Items contained in a dataset
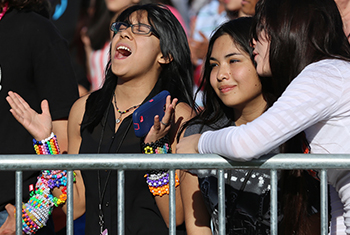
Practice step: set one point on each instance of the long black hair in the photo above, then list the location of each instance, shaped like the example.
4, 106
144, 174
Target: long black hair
213, 108
300, 32
41, 7
176, 76
295, 197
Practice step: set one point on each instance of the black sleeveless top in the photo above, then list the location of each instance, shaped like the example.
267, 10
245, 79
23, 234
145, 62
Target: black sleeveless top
142, 215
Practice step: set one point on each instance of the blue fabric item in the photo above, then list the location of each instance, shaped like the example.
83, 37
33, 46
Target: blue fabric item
3, 216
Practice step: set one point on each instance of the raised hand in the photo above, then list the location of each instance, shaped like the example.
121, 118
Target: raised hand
161, 128
38, 125
188, 144
9, 227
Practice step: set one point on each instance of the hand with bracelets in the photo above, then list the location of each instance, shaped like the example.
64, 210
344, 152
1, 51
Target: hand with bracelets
39, 207
157, 142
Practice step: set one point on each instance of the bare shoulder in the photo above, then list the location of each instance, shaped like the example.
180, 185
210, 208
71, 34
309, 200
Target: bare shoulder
78, 109
184, 112
74, 122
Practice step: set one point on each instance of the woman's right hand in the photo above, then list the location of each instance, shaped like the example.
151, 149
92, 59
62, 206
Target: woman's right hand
38, 125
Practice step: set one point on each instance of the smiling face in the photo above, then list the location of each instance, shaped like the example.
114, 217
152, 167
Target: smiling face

[WHAT NEEDS TO BE DONE] Return, unchanged, every line from the one containing "Practice step: set one point on each instance of the blue" through the end of the items, including both ends.

[RIGHT ANSWER]
Practice step: set one point on each instance of the blue fabric item in the photo above, then list the location of each instance, shaped like the example.
83, 37
33, 46
Target: blue fabric item
3, 216
Practice step: set one point on each instance of the raised hand in the photo above, then list the location of each instance, shaped like the example.
121, 118
Target: raised hand
161, 128
38, 125
188, 144
9, 227
Practice step: set one point on each instance of the hand with bracelets in the photo above, then list the location of each instance, shaped like the example.
64, 210
344, 152
1, 51
Target: hand with bracelets
39, 207
157, 142
Practice step: set one point on each instance of the bare shoulder in the photo above, then list the location of each instance, shaped like the example.
180, 185
210, 208
71, 34
309, 200
Target: bare shoulder
78, 109
184, 112
74, 122
Practice step: set one point on each instance of the woman's right hand in the photo above, then list the location of each instance, shaped like the example.
151, 149
92, 59
62, 206
Target: woman's right hand
38, 125
Practice step: set one point on each instance of the smiling face in the photo above, then list the location of each instance, shaped like the example.
114, 217
152, 167
Target: smiling face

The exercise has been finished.